22. En ce qui concerne la qualité des fruits indigènes commercialisés sur le marché britannique, il ressort du dossier que le " Council " formule des recommandations concernant le calibrage des fruits commercialisés au début de la saison et que ces recommandations sont plus exigeantes que ce qui est prescrit par les normes de qualité communautaires. En outre, les rapports annuels du " Council " font apparaître que celui-ci effectue des visites de contrôle sur les marchés de gros et qu'il signale les cas de non-respect de ces recommandations aux producteurs en cause ainsi qu'aux organisations auxquelles les grossistes concernés sont affiliés.

23. A cet égard, il convient de souligner que la réglementation portant organisation commune des marchés dans le secteur des fruits et légumes comporte un système de normes de qualité qui est applicable aux produits ici en cause et qui présente un caractère exhaustif. A moins que cette réglementation n'en dispose autrement, les Etats membres et, à plus forte raison, des organismes tels que le " Council ", sont donc empêchés d'imposer des dispositions unilatérales concernant la qualité des fruits commercialisés par les producteurs.
+-------+
### Exercice court 1
D'après la source, où le « Council » effectue-t-il des visites de contrôle ?
### Exercice court 2
Recopiez tout le passage de la source allant de « 23. A cet égard, il » jusqu'à « par les producteurs. », en substituant « législation » à « réglementation ».
Le matériel présenté plus bas est sans lien avec la source.

### Section des données
+-------+
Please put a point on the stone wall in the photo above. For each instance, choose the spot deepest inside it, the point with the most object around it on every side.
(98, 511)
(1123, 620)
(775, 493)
+-------+
### Résultat de l'exercice 1
Sur les marchés de gros.

### Résultat de l'exercice 2
23. A cet égard, il convient de souligner que la législation portant organisation commune des marchés dans le secteur des fruits et légumes comporte un système de normes de qualité qui est applicable aux produits ici en cause et qui présente un caractère exhaustif. A moins que cette législation n'en dispose autrement, les Etats membres et, à plus forte raison, des organismes tels que le " Council ", sont donc empêchés d'imposer des dispositions unilatérales concernant la qualité des fruits commercialisés par les producteurs.